What you should do: Below, starting with the line containing "For every instance of the woman's" and going on through the line containing "Query: dark trousers", replace "trousers" with "slacks" and give only those lines back, leaving everything else unchanged.

Data to use:
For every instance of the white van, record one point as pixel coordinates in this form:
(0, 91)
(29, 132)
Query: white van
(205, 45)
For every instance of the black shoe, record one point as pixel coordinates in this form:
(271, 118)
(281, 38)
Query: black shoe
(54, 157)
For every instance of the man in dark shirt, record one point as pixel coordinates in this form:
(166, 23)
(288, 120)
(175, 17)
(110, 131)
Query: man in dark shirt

...

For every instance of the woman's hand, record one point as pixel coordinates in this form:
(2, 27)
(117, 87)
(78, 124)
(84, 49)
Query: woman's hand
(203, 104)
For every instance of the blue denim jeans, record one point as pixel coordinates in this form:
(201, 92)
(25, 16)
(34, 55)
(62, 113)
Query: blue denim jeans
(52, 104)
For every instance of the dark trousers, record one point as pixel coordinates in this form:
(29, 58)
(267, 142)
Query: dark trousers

* * *

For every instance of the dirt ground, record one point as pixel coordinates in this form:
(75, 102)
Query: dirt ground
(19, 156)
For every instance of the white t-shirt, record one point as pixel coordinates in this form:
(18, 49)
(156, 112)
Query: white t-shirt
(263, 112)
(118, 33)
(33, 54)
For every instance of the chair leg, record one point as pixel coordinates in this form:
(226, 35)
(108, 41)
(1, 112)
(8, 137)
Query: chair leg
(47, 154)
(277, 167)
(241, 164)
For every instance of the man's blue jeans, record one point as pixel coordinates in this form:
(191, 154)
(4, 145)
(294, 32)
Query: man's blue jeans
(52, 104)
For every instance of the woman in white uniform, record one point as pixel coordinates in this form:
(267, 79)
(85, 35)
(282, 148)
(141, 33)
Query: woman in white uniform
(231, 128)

Answer to the exercise:
For every instance of the woman's hand, record one point as pixel coordinates in this form:
(2, 27)
(117, 87)
(78, 124)
(84, 49)
Query: woman's hand
(203, 104)
For every instance of the blue denim jeans, record one point as pixel coordinates in this form:
(201, 92)
(25, 16)
(34, 55)
(62, 113)
Query: blue denim jeans
(52, 104)
For every instance of the dark slacks, record one point as pixel coordinates in this form:
(29, 58)
(267, 142)
Query: dark slacks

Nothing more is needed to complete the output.